Another Ornish casualty

Another Ornish casualty

Barry's lipoproteins were nearly all corrected to perfection: LDL 64 mg, HDL 57 mg, triglycerides 45 mg. He was approaching the Track Your Plaque goal of 60/60/60, the levels we find tip the scales heavily in your favor for achieving plaque reversal.

But one problem still prominently persisted: small LDL. Of Barry's 64 mg of total LSL, 90% of his LDL were small.

Barry was already on niacin (Slo-Niacin; Upsher Smith)1000 mg per day and fish oil, 4000 mg per day, both of which contribute to correction of this pattern. He had added occasional raw almonds and oat bran to his daily habits, both of which also help suppress small LDL. "I thought you told me that small LDL should go away if I did all this!" he lamented in frustration.

We probed Barry's diet choices more closely. "I eat really healthy foods, just like an Ornish program." Uh oh.

[Stored dataset items]
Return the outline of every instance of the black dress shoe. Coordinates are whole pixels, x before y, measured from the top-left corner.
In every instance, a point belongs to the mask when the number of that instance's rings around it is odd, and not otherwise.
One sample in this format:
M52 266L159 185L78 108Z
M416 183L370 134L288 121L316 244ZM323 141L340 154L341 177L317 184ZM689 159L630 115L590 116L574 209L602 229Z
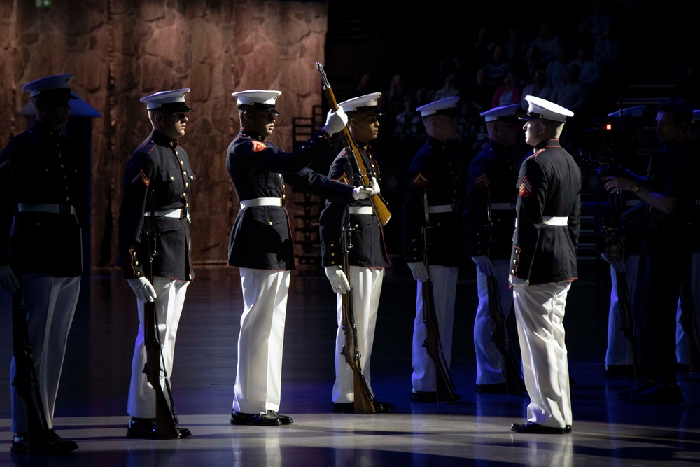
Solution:
M282 425L288 425L291 424L293 421L294 421L294 420L292 419L291 417L288 417L287 415L280 415L274 410L268 410L267 415L270 417L276 417L278 419L279 419L279 423Z
M155 419L132 417L127 428L127 438L142 440L155 439Z
M372 400L372 404L374 406L374 413L382 414L387 412L391 412L396 407L393 404L390 404L388 402L379 402L377 400Z
M10 452L13 454L29 454L29 443L26 433L15 433L12 437Z
M508 392L508 388L504 381L495 384L477 384L475 391L477 394L505 394Z
M372 404L374 406L374 413L381 414L391 412L394 410L393 404L388 402L379 402L372 400ZM354 414L355 413L355 403L354 402L334 402L332 403L333 412L337 414Z
M290 422L291 423L291 419ZM268 410L259 414L244 414L235 410L231 411L232 425L253 425L255 426L276 426L282 422L276 412Z
M545 426L534 421L514 423L510 426L510 429L518 433L534 433L537 435L563 435L567 433L566 428Z
M438 402L438 393L435 391L425 391L411 390L411 402Z
M31 441L26 433L15 433L12 437L10 452L13 454L66 454L78 449L78 443L71 440L64 440L50 429L44 432L41 439Z
M176 426L177 436L175 438L187 438L192 435L192 432L186 428ZM129 420L127 428L127 438L141 440L155 440L158 438L155 419L140 419L132 417Z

**WORK ITEM:**
Write the next part of the post about Barry's small LDL, picking up right after its final line. The listing is separate material and has no connection to the text.

**RESULT OF THE TASK:**
"What do you mean?" I asked.

"For breakfast, I have two slices of whole wheat toast--no butter or margarine, of course! I'll have Shredded Wheat with skim milk. That's it. My typical lunch is low-fat turkey--no mayonnaise!--on whole wheat. I'll add some low-fat whole wheat crackers or pretzels. That's pretty much my habit."

"How about dinner?"

"Dinner varies a lot. I'll usually have a low-fat meat like chicken or turkey, never beef, a vegetable, and a potato. I love rolls but I try to make them whole wheat. I don't use gravy. I love ice cream, so I've been having low-fat frozen yogurt instead. I guess that's about it."

Barry had indeed been counseled on how we approach nutrition. We, of course, do not endorse the low-fat approach of the Ornish program. Low saturated and hydrogenated fat, yes, but not the super-strict low-fat, "all fat is bad" approach of Dr. Dean Ornish.

Barry's diet is typical of someone on a low-fat restriction. When I asked him why he was eating this way, he admitted that he'd seen Dr. Ornish on a TV program in which he persuasively proclaimed that he reversed heart disease in his patients over the past nearly 20 years using this low-fat approach.

That explained it. Barry's nearly pure carbohydrate diet was triggering high blood sugar responses after meals, causing his insulin to skyrocket and magnifying the small LDL pattern.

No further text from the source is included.